- Extrahierter Text -
————

Wie die erste Grafik zeigt, war demgemäß auch der Anteil an Briefwahlstimmen in Wien höher als in allen Bundesländern. Knapp ein Viertel aller abgegebenen Stimmen in der Bundeshauptstadt war per Wahlkarte eingelangt. Auch innerhalb der anderen Bundesländer gilt dieses Muster: In Graz wählten 22 Prozent per Wahlkarte, in Linz waren es 21 und in Innsbruck 19 Prozent.

Wie fehleranfällig ist jedoch das Wählen mit Wahlkarte? Die zweite Grafik zeigt den Anteil an ungültigen Stimmen pro Bezirk bei der Stichwahl im Mai, aufgeschlüsselt nach Urnen- und Wahlkartenstimmen. Natürlich muss man davon ausgehen, dass ein guter Teil aller ungültigen Stimmen bewusst ungültig abgegeben wird. Gerade bei der Stichwahl zwischen einem FPÖ-Bewerber und einem von den Grünen unterstützten Kandidaten ist es plausibel, dass sich einige Leute fürs Weißwählen entscheiden. Die zweite Grafik zeigt, dass der Anteil ungültiger Stimmen bei den Urnenstimmen systematisch höher ist.

————

- Ziel 1 -
Nenne alle Städte, die im Text über die Briefwahl namentlich vorkommen.
- Ziel 2 -
Sammle jede Zeile der Datensätze, in der die Zeichenfolge „tree“ vorkommt. Groß- und Kleinschreibung ist dabei zu beachten.
Der Text und die Datensätze haben inhaltlich nichts miteinander zu tun.

- Bereitgestelltes Material -
————

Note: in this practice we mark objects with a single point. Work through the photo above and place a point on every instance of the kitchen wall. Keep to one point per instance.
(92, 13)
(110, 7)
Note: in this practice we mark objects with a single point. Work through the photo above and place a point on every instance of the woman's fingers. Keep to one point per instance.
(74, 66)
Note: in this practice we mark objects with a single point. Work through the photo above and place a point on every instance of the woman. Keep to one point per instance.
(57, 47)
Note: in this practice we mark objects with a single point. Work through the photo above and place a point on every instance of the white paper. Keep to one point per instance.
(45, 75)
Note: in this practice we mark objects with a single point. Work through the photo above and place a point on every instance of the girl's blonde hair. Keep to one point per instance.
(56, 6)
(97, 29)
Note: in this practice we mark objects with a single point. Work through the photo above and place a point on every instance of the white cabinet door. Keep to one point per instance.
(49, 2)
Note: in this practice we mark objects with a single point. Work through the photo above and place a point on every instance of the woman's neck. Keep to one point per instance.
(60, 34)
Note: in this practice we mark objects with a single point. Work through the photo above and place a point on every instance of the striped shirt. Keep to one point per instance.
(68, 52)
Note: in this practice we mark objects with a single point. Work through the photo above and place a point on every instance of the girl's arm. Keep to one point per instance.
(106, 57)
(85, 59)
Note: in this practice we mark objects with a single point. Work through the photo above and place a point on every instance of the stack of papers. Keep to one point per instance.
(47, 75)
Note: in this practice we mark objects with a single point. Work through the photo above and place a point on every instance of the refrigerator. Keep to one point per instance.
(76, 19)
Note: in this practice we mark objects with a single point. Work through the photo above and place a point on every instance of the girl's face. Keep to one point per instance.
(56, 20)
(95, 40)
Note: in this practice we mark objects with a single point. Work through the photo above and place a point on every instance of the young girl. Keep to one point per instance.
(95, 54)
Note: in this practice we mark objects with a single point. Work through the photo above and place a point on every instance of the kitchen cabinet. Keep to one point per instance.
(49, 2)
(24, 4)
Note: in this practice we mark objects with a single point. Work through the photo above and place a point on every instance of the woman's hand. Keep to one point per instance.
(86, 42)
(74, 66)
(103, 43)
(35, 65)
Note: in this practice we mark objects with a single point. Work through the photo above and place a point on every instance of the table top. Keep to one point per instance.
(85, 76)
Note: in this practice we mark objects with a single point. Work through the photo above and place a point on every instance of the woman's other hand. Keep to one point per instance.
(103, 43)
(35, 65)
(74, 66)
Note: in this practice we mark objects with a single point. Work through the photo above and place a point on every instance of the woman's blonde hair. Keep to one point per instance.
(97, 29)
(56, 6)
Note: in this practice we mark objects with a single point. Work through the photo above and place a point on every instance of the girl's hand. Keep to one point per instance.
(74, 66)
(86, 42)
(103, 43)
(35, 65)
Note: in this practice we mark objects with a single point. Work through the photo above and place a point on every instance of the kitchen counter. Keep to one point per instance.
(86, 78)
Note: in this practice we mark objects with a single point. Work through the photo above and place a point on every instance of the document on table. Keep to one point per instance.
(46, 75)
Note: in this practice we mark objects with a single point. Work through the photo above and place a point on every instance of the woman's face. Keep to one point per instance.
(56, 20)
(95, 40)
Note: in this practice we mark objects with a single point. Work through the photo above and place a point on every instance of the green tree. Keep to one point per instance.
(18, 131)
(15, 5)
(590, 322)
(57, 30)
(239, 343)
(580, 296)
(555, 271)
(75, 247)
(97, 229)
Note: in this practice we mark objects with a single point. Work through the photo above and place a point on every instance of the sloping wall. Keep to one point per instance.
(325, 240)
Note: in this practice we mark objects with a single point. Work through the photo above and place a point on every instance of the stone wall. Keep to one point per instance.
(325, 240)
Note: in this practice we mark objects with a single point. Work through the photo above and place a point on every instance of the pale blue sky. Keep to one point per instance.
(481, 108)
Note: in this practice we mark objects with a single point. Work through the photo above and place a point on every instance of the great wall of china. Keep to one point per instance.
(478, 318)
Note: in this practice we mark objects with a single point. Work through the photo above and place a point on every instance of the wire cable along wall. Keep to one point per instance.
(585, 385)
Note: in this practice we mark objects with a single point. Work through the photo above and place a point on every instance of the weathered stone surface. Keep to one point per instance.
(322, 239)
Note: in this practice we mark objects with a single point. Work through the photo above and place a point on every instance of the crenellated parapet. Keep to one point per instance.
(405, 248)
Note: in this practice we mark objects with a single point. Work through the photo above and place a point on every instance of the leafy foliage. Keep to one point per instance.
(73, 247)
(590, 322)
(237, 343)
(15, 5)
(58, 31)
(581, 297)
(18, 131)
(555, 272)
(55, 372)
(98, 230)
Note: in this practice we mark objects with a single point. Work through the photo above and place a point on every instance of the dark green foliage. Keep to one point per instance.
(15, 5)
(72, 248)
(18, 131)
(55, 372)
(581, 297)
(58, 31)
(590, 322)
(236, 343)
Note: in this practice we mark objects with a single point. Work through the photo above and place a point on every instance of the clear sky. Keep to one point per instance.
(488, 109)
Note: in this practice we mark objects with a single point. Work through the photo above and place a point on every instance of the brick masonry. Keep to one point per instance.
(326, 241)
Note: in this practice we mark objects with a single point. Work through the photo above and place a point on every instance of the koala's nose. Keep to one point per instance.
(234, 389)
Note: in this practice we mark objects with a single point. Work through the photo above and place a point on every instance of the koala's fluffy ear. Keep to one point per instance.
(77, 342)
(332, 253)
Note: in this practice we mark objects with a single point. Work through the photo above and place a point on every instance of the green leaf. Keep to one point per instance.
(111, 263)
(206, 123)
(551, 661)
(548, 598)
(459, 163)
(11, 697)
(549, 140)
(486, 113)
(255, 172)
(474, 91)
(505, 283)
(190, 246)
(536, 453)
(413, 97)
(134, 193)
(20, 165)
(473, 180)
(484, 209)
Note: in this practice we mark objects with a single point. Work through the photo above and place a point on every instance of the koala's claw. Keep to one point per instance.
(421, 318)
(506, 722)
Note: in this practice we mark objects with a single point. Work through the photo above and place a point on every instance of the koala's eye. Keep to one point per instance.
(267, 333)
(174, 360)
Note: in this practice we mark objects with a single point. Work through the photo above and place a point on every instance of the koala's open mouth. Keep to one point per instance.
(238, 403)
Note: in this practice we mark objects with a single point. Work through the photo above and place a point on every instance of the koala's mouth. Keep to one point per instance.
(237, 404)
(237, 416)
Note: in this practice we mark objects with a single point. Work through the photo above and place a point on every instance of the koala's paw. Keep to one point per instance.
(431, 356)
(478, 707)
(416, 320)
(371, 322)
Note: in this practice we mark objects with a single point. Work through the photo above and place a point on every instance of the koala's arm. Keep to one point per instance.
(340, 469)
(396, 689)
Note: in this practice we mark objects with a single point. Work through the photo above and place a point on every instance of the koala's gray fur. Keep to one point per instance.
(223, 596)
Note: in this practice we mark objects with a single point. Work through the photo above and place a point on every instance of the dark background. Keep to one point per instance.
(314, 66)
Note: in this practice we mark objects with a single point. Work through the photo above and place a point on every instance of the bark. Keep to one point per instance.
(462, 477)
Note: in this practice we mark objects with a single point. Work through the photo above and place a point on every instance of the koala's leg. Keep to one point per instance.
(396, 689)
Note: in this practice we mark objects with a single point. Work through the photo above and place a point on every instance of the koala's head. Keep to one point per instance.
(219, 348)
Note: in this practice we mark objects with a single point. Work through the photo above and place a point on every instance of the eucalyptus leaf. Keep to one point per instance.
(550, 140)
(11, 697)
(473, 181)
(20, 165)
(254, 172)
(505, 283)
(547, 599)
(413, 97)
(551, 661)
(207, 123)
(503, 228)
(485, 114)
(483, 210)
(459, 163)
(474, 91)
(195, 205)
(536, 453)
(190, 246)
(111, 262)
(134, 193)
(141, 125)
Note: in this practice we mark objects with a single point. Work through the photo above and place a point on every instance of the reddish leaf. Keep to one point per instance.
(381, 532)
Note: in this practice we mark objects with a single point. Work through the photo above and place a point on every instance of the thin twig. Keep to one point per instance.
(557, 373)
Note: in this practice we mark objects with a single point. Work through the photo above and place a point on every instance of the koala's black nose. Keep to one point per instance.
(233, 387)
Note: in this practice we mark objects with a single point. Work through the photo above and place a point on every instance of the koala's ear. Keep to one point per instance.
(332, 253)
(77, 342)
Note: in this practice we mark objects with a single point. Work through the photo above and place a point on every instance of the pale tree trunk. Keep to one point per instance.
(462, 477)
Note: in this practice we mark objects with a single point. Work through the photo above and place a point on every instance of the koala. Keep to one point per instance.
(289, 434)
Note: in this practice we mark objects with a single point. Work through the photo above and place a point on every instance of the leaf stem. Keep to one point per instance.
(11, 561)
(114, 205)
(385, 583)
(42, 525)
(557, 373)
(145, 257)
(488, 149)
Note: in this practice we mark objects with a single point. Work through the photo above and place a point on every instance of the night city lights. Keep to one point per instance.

————

- Vollständige Antwort 1 -
Wien, Graz, Linz, Innsbruck

- Vollständige Antwort 2 -
Note: in this practice we mark objects with a single point. Work through the photo above and place a point on every instance of the green tree. Keep to one point per instance.
Note: in this practice we mark objects with a single point. Work through the photo above and place a point on every instance of the pale tree trunk. Keep to one point per instance.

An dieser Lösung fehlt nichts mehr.